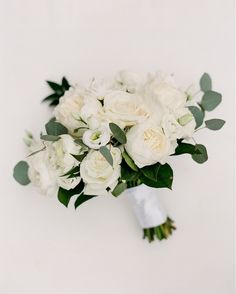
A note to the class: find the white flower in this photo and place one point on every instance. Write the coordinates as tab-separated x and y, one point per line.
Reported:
161	93
98	174
40	173
125	109
128	81
96	138
147	144
61	160
75	105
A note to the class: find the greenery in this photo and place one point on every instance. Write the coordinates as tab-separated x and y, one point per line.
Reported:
118	133
58	91
20	173
160	232
106	154
64	195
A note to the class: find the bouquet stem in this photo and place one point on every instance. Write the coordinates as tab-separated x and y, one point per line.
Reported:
160	232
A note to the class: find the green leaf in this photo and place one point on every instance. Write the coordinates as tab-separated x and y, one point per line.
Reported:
184	148
79	157
151	171
64	195
106	154
20	173
205	82
127	173
55	128
129	161
73	170
49	138
82	198
214	124
201	156
53	97
56	87
120	188
164	178
65	84
198	115
211	100
118	133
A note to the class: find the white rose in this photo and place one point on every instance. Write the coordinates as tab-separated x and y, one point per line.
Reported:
187	122
61	160
161	93
125	109
98	174
76	105
40	173
147	144
128	81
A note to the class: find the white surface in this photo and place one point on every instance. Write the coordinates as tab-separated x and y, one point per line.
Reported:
45	248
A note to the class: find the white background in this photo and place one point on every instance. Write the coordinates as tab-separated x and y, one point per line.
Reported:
46	248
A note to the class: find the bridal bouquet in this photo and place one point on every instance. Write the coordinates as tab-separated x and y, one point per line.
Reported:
115	136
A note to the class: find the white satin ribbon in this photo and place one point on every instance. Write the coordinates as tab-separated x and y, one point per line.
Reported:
146	206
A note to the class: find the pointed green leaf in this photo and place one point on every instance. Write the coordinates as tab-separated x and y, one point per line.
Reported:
201	156
20	173
56	87
64	195
198	115
129	161
82	198
211	100
214	124
106	154
205	82
120	188
118	133
65	84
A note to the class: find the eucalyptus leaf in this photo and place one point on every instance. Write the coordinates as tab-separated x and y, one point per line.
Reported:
64	195
164	178
214	124
106	154
198	115
129	161
120	188
55	128
82	198
202	155
65	84
211	100
56	87
118	133
205	82
20	173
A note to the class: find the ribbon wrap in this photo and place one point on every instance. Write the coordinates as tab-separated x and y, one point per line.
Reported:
146	206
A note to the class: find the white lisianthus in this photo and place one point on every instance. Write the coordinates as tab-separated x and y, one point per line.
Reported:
96	138
98	174
61	160
40	173
128	81
147	144
75	105
124	108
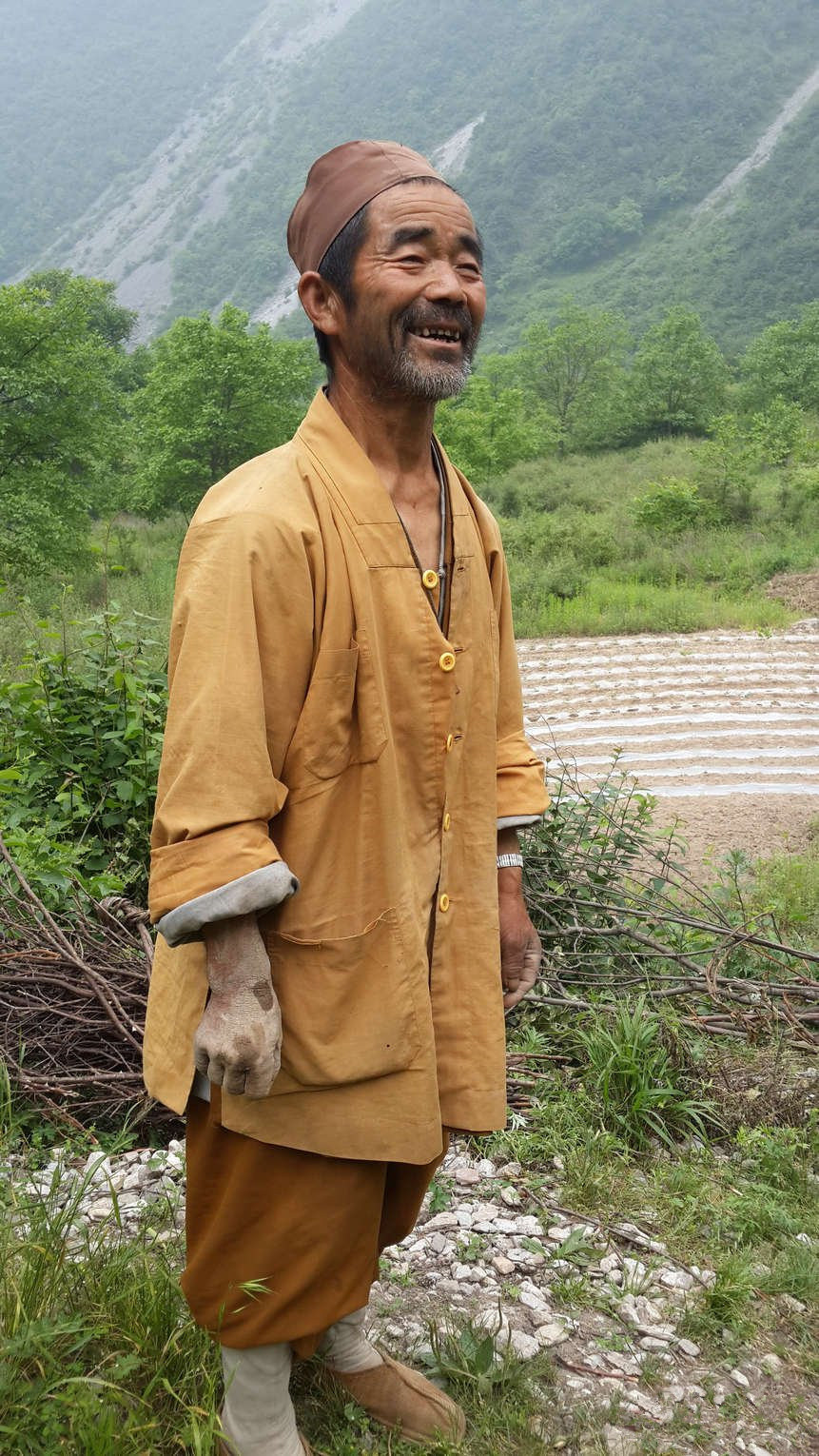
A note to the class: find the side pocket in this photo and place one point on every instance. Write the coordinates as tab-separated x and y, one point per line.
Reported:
342	721
346	1005
327	712
495	638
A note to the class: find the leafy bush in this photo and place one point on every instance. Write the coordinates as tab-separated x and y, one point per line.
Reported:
80	736
668	507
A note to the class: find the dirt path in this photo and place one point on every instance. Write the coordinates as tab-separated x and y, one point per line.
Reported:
722	727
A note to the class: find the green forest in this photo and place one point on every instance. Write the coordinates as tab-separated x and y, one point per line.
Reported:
661	1076
598	132
642	481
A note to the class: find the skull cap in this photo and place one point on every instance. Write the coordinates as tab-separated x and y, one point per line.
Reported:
338	186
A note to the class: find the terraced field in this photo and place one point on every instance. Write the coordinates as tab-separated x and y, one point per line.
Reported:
722	727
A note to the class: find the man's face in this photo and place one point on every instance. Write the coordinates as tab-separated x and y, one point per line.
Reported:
418	294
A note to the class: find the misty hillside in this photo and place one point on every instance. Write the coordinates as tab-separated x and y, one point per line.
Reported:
165	148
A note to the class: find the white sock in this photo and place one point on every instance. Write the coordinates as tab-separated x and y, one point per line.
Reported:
258	1414
345	1348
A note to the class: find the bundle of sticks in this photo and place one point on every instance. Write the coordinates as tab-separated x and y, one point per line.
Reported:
73	1005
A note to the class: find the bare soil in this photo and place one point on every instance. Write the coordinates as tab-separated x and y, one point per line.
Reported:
720	727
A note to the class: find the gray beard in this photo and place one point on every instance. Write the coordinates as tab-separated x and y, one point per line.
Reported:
436	382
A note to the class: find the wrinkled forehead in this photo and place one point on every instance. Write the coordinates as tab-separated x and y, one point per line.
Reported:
425	208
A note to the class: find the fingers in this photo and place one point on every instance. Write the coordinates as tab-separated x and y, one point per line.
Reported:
238	1077
519	975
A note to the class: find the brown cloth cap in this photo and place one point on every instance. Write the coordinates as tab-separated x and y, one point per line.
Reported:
338	184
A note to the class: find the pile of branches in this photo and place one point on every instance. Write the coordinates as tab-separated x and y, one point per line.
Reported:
73	1005
620	915
617	912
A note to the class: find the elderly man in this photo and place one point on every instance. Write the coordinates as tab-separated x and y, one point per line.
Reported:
335	868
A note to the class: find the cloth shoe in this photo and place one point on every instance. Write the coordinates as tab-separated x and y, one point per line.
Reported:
404	1401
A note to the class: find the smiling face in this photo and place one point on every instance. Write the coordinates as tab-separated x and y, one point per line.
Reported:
418	294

════════════════════

— What to work on —
Copy exactly, and only, the lines from the first line of the material through the line that contains "A note to the class: find the greenery", both ends kept; no pictures.

— Response box —
A note to the class: find the white flower in this photo and place one point on every instance. Write the coordinates as tab-separated x and y, one point per line.
Reported:
161	93
98	174
40	173
125	109
128	81
96	138
147	144
61	160
75	105
A note to the class: find the greenery in this photo and place one point on every instance. Write the coordinates as tab-separated x and y, one point per line.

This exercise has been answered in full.